>>
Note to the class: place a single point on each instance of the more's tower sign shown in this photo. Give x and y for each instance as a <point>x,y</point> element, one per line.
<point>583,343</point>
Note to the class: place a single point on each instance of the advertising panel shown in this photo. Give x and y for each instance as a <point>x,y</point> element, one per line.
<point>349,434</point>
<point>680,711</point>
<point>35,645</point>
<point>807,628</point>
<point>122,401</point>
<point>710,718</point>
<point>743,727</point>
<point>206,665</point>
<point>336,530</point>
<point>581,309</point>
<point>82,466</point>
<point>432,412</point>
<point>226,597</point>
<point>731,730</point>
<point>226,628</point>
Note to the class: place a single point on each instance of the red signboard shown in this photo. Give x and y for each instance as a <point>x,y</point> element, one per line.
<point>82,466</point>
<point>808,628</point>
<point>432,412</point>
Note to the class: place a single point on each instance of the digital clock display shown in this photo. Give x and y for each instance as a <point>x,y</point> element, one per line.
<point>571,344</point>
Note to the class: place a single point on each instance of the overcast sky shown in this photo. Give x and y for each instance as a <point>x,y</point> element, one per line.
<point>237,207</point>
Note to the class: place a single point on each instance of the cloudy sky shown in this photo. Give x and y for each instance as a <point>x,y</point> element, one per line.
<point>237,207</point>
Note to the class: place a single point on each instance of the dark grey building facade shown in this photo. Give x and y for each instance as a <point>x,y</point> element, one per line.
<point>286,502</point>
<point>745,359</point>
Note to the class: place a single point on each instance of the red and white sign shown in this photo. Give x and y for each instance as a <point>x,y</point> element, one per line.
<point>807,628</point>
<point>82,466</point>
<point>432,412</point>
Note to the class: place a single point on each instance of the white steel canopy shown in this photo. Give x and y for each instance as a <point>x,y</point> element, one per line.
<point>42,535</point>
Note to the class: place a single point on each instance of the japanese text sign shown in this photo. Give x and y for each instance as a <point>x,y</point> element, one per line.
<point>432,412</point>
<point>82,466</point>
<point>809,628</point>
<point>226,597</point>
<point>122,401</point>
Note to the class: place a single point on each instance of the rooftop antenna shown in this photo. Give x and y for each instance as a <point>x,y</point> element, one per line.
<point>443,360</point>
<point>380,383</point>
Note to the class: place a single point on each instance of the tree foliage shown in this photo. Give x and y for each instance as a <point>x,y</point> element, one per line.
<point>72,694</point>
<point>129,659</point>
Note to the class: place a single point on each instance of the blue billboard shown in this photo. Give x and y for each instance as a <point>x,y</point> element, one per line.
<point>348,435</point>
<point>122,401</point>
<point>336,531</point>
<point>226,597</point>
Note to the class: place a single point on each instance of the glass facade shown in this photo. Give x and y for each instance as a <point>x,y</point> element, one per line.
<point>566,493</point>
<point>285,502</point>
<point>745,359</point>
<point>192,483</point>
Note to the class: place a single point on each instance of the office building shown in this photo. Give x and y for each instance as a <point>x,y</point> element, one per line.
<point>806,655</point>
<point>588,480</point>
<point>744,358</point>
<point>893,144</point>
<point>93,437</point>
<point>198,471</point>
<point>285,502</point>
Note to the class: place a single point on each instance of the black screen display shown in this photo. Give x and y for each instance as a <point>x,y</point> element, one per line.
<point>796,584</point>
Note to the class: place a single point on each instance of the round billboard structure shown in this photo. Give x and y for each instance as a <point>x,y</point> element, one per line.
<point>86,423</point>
<<
• **Exercise goal**: Recast every one of the entries above as a two-column CSV with the header row instruction,response. Each entry gets one row, with its text under instruction and its answer under response. Wrap each field in double quotes, and turn any line breaks inside a field into spaces.

• **Response to the exercise**:
instruction,response
"Note to the class: place a single point on each instance of the more's tower sign shown in this photo. Give x and y for each instance as a <point>x,y</point> element, one per line.","<point>583,343</point>"
"Note to the class: place a single point on each instance of the advertising panel shown in this photo. Give x and y for each instance as a <point>x,y</point> element, one per line.","<point>349,434</point> <point>680,711</point> <point>35,645</point> <point>807,628</point> <point>122,401</point> <point>710,718</point> <point>743,727</point> <point>206,665</point> <point>336,530</point> <point>581,309</point> <point>82,466</point> <point>432,412</point> <point>226,597</point> <point>731,730</point> <point>226,628</point>"
"Note to the class: place a single point on each instance of the red signboard shown in this photo. Give x and y for each instance as a <point>x,y</point> element, one per line.","<point>82,466</point> <point>808,628</point> <point>432,412</point>"
"Note to the class: place a single point on each instance of the digital clock display shown in this photo. Give x and y for each instance as a <point>x,y</point> element, one per line.","<point>571,344</point>"
"Note to the class: place a single point on each instance of the overcast sky shown in this photo. Give x and y for each instance as a <point>x,y</point> element, one per line.","<point>237,207</point>"
"Note to the class: place a single point on each instance of the cloudy sky shown in this photo. Give x and y for each instance as a <point>x,y</point> element, one per line.","<point>237,207</point>"
"Note to the class: place a single point on each instance of the dark grey building facade shown in this photo. Give x and y for each instance as a <point>x,y</point> element, one per line.","<point>286,502</point> <point>745,359</point>"
"Note to the class: place a single point on each instance of the red and white sign shown in this photo. Give x and y for each instance as a <point>x,y</point> element, one per line.","<point>807,628</point> <point>82,466</point> <point>432,412</point>"
"Note to the class: place a single point on each instance of the white steel canopy shown in this photo. Give x and y for each instance as a <point>x,y</point> element, one per line.","<point>42,535</point>"
"Note to the class: place a single point on each instance of the japanese text sign shown in this photo. Give x and y for each instance as a <point>x,y</point> element, one per line.","<point>432,412</point> <point>82,466</point> <point>809,628</point> <point>226,597</point> <point>122,401</point>"
"Note to the class: place a single point on each instance of the rooftop antenna shown in this photo. Give x and y for each instance as a <point>x,y</point> element, one per line.","<point>443,360</point> <point>380,383</point>"
"Note to the class: place a single point on each instance of the tree foliage shown in this photo. Give x and y for each instance as a <point>x,y</point> element, one per line.","<point>72,694</point> <point>129,659</point>"
"Note to the class: place a single point on each instance of the blue billboard shown in this photo. Give x and y for each instance as a <point>x,y</point> element, one per line.","<point>348,435</point> <point>122,401</point> <point>336,531</point> <point>226,597</point>"
"Note to the class: place a single point on each instance of the glass facade shown in this photo. Give x and y for each instance as a <point>x,y</point> element, one per line.","<point>566,493</point> <point>285,502</point> <point>745,359</point> <point>192,483</point>"
"Note to the class: place a single point on each instance of the office building shown in this photo. Give x and y for each instance as a <point>x,y</point> element, one per line.","<point>806,655</point> <point>588,480</point> <point>744,358</point> <point>893,144</point> <point>93,437</point> <point>198,471</point> <point>285,502</point>"
"Note to the class: place a single point on each instance of the black screen display shown in this photo. Give x and y for each instance as a <point>x,y</point> element, one per line.","<point>796,584</point>"
"Note to the class: place a single point on each instance of the round billboard structure shown in this photo. Give x and y for each instance as a <point>x,y</point> element, one per line.","<point>86,423</point>"